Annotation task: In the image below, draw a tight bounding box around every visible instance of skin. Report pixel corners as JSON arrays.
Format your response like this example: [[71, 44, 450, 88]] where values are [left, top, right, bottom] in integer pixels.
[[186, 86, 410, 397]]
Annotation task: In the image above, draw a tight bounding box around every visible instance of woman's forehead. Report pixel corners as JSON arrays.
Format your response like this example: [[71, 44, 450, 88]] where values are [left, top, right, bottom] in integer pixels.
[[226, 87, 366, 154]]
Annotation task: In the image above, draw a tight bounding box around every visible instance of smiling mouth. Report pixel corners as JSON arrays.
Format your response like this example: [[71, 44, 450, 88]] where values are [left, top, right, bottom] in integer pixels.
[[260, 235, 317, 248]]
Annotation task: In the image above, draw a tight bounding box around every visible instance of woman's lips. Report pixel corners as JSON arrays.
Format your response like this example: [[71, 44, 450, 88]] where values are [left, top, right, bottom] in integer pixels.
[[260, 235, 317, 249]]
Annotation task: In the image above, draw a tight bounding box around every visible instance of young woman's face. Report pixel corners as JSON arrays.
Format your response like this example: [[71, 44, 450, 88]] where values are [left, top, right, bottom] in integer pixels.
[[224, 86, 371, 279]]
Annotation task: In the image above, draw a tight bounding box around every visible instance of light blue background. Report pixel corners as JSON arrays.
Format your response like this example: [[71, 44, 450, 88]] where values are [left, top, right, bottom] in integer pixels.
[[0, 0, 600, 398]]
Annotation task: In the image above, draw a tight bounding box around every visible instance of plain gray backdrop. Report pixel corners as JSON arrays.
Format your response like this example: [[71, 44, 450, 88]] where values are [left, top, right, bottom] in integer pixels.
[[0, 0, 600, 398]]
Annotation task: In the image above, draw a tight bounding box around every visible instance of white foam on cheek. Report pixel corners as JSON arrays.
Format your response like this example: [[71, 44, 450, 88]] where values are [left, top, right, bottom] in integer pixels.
# # # # # # #
:: DESCRIPTION OF THE TASK ::
Could you copy every one of the records above, word for word and line for line?

:: RESULT OF THIS TASK ::
Annotation task: In the image below, draw a tight bounding box around every visible instance of skin. Report pixel corners as JSON arrays.
Format your response like this example: [[71, 44, 450, 88]] where values are [left, top, right, bottom] in integer pixels.
[[186, 86, 410, 397]]
Annotation task: In the image above, draw a tight bounding box around every visible instance of woman's forehead. Report pixel corners as JSON arrays.
Format your response like this example: [[71, 44, 450, 88]] where values are [left, top, right, bottom] in integer pixels.
[[226, 87, 366, 154]]
Annotation task: In the image above, draw a tight bounding box around every visible instance of smiling mouth. Report pixel corners as JSON arrays.
Format your response like this example: [[71, 44, 450, 88]] where values are [left, top, right, bottom] in integer pixels.
[[260, 235, 317, 248]]
Annotation task: In the image above, draw a tight bounding box around every visible instance of woman's lips. Report pixel corners as JSON arrays.
Format your response like this example: [[71, 44, 450, 88]] where values are [left, top, right, bottom] in integer pixels.
[[260, 235, 317, 249]]
Annotation task: In the image above, draw a tight bounding box around every visible instance of young woman's face. Report pixel corners as JSON arrays.
Format your response like this example: [[71, 44, 450, 88]] where values are [left, top, right, bottom] in integer pixels.
[[224, 86, 371, 279]]
Annotation task: In the image above, draw a tight bounding box around every visible instance of light blue background. Report pixel corners as JSON arrays.
Format your response like this example: [[71, 44, 450, 88]] where values are [left, top, right, bottom] in integer pixels.
[[0, 0, 600, 398]]
Annotation task: In the image above, draw a tight bounding box around every visible instance of plain gray backdrop. Report pixel corners as JSON arrays.
Format your response like this example: [[71, 44, 450, 88]] where values are [left, top, right, bottom] in integer pixels.
[[0, 0, 600, 398]]
Annotation task: In the image above, draw a tight bounding box around every visible instance of white foam on cheek. Report pixel corners as JSON arrays.
Format your response like this example: [[71, 44, 450, 88]] where values are [left, top, right, bottom] in integer pixels.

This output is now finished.